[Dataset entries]
+ + +

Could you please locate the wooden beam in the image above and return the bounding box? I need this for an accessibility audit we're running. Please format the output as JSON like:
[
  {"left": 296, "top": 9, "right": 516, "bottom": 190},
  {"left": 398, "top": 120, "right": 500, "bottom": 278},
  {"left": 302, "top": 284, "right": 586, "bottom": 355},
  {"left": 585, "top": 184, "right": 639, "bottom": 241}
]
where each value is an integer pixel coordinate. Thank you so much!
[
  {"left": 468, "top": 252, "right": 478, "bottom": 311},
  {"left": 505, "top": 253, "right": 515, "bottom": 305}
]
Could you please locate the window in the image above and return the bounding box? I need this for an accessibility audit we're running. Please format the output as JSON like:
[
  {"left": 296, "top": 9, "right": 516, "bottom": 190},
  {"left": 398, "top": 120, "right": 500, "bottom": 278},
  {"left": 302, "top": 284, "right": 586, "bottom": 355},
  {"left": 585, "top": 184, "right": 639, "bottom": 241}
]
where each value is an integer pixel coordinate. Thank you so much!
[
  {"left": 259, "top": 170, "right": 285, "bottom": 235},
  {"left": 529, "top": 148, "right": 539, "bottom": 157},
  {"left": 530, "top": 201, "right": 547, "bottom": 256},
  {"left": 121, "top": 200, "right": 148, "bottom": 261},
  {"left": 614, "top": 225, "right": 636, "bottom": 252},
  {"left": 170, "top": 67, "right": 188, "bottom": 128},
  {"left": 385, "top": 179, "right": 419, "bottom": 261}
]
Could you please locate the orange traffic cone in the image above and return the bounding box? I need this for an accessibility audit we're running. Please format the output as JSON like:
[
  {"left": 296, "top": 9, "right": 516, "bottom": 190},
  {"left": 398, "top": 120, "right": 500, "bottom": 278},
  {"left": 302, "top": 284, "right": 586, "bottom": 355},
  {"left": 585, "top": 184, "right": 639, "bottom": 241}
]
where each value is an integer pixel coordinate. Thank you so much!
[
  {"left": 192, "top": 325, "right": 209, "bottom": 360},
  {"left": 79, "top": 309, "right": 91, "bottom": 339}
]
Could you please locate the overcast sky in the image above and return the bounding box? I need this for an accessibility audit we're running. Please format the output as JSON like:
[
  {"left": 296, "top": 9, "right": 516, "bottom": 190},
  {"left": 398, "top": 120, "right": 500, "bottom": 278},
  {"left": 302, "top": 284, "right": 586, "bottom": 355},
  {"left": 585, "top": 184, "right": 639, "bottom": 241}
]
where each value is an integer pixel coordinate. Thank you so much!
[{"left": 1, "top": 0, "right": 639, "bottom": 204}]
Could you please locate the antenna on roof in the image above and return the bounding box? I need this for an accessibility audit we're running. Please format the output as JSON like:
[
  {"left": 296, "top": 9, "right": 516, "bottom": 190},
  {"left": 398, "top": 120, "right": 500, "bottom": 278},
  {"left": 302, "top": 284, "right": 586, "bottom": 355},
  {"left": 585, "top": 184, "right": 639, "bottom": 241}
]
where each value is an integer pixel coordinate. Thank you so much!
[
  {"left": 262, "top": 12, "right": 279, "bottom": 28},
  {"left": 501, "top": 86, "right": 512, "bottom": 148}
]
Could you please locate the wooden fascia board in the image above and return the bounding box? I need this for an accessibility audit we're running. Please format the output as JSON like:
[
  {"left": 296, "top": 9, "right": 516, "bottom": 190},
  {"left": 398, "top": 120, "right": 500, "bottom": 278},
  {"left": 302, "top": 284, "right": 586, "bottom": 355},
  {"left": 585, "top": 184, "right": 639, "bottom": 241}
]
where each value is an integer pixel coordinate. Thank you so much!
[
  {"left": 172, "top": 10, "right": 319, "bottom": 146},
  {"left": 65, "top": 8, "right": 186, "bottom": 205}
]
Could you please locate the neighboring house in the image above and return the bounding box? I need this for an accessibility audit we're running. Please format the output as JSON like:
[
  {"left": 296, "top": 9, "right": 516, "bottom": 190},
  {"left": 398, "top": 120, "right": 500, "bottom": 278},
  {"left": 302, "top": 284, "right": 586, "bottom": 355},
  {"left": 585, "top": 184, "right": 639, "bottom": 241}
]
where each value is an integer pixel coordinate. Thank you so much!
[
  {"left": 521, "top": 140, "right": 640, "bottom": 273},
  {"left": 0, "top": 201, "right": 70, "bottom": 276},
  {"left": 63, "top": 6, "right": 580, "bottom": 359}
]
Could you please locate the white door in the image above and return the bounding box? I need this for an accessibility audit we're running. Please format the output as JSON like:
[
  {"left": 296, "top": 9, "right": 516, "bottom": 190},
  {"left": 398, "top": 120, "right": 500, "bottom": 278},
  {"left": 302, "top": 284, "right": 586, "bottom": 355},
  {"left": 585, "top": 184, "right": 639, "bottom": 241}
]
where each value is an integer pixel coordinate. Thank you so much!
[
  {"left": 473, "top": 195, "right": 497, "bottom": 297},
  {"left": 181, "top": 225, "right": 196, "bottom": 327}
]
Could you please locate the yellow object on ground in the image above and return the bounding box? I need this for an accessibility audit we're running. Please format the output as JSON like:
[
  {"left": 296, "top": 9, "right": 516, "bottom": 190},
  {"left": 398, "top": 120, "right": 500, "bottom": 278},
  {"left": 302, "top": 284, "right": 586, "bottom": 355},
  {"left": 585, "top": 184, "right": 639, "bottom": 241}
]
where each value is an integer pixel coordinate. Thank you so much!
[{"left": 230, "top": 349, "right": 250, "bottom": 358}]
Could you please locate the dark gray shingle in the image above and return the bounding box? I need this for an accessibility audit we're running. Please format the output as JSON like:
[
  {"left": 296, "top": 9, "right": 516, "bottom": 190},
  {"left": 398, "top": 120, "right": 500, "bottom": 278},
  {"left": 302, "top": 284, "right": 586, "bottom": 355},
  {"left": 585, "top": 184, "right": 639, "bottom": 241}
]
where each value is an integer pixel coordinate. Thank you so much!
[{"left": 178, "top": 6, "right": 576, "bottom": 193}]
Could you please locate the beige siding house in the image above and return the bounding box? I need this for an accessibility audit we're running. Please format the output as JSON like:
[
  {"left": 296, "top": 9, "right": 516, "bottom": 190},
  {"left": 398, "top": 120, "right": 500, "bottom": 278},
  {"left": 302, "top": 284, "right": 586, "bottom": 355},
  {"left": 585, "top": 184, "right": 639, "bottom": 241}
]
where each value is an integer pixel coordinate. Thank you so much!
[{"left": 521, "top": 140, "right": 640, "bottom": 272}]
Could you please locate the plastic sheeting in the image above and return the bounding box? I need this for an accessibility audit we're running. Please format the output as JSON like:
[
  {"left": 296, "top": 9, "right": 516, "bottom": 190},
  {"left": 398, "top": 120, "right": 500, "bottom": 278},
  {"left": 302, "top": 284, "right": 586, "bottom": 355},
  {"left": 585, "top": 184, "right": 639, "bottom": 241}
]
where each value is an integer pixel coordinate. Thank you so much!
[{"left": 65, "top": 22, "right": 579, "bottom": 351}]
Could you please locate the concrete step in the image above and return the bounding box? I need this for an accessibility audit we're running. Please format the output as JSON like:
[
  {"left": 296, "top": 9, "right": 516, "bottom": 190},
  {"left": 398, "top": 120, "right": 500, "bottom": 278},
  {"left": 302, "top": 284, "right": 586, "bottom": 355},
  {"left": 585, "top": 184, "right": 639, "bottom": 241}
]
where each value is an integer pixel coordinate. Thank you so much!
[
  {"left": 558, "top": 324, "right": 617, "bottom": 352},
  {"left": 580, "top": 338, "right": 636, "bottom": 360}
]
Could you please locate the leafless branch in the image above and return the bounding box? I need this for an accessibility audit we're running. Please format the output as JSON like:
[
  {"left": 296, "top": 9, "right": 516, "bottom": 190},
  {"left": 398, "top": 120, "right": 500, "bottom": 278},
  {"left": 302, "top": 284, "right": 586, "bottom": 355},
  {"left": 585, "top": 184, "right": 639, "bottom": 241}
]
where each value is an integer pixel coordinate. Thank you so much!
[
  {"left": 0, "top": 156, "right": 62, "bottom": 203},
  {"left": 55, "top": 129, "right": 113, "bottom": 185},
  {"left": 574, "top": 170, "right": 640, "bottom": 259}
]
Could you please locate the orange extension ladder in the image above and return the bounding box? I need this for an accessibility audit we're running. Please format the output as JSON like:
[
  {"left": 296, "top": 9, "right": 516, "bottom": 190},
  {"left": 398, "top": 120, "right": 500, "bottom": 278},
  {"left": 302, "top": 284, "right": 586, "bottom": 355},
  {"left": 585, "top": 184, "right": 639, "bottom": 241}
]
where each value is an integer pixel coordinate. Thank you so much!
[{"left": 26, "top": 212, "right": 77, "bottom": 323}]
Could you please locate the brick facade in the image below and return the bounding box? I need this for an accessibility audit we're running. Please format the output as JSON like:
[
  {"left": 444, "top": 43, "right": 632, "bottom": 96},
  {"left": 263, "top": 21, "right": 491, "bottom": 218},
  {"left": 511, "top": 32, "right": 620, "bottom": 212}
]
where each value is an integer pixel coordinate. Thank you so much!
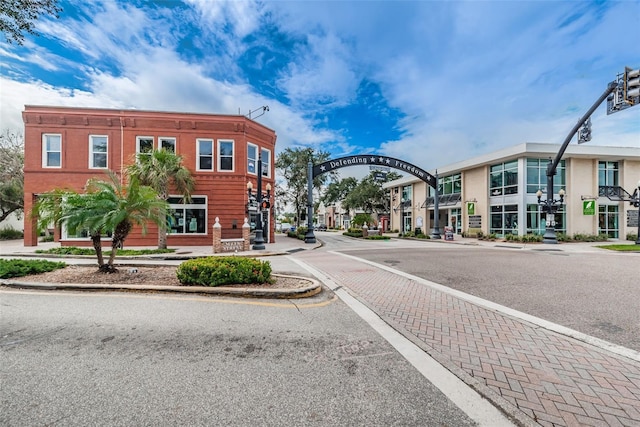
[{"left": 22, "top": 106, "right": 276, "bottom": 247}]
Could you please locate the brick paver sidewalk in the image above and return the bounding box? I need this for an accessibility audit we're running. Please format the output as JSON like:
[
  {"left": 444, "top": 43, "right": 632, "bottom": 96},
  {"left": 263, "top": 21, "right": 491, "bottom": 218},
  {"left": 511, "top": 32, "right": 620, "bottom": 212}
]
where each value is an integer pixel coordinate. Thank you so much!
[{"left": 299, "top": 251, "right": 640, "bottom": 427}]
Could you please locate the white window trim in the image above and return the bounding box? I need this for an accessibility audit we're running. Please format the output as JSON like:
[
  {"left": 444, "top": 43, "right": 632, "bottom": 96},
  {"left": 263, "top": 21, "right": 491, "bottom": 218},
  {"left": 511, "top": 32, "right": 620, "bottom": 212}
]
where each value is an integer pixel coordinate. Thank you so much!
[
  {"left": 136, "top": 136, "right": 154, "bottom": 157},
  {"left": 42, "top": 134, "right": 62, "bottom": 168},
  {"left": 217, "top": 139, "right": 235, "bottom": 172},
  {"left": 89, "top": 135, "right": 108, "bottom": 169},
  {"left": 196, "top": 138, "right": 214, "bottom": 172},
  {"left": 159, "top": 136, "right": 176, "bottom": 153},
  {"left": 261, "top": 147, "right": 272, "bottom": 178},
  {"left": 247, "top": 142, "right": 258, "bottom": 175}
]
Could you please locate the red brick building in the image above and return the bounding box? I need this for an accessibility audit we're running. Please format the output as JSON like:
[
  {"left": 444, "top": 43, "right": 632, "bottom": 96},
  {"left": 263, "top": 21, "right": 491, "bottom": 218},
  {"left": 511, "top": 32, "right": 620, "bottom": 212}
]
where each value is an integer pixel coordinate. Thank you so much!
[{"left": 22, "top": 106, "right": 276, "bottom": 247}]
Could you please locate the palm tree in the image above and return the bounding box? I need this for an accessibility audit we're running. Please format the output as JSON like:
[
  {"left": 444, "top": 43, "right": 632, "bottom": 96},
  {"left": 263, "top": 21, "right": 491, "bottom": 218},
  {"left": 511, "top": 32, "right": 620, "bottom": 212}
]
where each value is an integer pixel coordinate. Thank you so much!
[
  {"left": 35, "top": 171, "right": 168, "bottom": 273},
  {"left": 127, "top": 149, "right": 195, "bottom": 249}
]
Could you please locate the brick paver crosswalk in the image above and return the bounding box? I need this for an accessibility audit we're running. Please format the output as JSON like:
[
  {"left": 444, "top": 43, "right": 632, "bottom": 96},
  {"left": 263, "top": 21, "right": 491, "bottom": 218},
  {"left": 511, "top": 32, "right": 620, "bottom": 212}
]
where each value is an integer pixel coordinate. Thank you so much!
[{"left": 299, "top": 251, "right": 640, "bottom": 427}]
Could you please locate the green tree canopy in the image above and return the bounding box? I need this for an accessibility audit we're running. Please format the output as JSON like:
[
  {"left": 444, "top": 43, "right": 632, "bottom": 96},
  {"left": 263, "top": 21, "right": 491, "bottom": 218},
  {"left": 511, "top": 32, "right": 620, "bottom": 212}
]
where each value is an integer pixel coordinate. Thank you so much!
[
  {"left": 127, "top": 149, "right": 195, "bottom": 249},
  {"left": 321, "top": 177, "right": 357, "bottom": 207},
  {"left": 275, "top": 147, "right": 336, "bottom": 226},
  {"left": 338, "top": 171, "right": 402, "bottom": 214},
  {"left": 0, "top": 129, "right": 24, "bottom": 223},
  {"left": 0, "top": 0, "right": 61, "bottom": 44}
]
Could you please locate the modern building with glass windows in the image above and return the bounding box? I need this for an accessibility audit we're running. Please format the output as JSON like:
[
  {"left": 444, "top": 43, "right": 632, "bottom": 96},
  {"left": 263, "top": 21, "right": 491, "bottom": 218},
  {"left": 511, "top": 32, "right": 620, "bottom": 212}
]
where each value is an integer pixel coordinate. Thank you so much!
[
  {"left": 22, "top": 106, "right": 277, "bottom": 247},
  {"left": 384, "top": 143, "right": 640, "bottom": 240}
]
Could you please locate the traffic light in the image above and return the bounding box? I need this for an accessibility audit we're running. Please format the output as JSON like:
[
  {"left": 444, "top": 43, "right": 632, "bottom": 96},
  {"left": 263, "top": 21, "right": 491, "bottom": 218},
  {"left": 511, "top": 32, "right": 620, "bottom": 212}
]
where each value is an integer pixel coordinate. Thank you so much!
[{"left": 623, "top": 67, "right": 640, "bottom": 106}]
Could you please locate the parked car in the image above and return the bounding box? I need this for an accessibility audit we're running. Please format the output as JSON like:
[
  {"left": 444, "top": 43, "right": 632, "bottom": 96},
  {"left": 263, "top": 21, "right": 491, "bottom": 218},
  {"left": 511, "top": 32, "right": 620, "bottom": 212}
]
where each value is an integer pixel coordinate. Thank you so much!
[{"left": 317, "top": 224, "right": 327, "bottom": 231}]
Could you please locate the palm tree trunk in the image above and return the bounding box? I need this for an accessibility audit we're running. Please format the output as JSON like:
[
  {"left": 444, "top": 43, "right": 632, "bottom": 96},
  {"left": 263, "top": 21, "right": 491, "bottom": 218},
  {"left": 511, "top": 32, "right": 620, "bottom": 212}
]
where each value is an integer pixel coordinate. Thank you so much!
[
  {"left": 157, "top": 220, "right": 167, "bottom": 250},
  {"left": 105, "top": 220, "right": 132, "bottom": 273},
  {"left": 90, "top": 231, "right": 105, "bottom": 268}
]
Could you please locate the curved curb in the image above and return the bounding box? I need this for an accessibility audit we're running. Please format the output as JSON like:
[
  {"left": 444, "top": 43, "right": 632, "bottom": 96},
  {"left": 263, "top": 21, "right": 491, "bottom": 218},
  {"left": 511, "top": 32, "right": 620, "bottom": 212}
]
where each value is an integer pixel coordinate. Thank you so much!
[{"left": 0, "top": 273, "right": 322, "bottom": 299}]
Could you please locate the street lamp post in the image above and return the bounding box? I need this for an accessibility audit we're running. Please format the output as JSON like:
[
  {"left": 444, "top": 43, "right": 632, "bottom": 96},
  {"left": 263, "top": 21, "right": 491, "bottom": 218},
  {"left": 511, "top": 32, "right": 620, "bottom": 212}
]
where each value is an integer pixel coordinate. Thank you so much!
[
  {"left": 536, "top": 187, "right": 565, "bottom": 244},
  {"left": 247, "top": 157, "right": 271, "bottom": 250},
  {"left": 632, "top": 180, "right": 640, "bottom": 245},
  {"left": 399, "top": 198, "right": 405, "bottom": 236}
]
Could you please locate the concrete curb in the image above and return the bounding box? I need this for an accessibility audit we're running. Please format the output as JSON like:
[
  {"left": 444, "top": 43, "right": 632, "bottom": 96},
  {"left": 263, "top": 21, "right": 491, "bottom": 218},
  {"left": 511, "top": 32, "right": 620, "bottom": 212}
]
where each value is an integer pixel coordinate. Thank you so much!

+ + +

The answer must consist of every line in the records above that contains the word "orange".

### Solved exercise
Could you please locate the orange traffic cone in the image above and return the bounding box? I need this for an accessibility audit we're running. Please format the output as JSON like:
Could you please locate the orange extension ladder in the image above and return the bounding box? I need this for an accessibility audit we're running. Please format the output as JSON like:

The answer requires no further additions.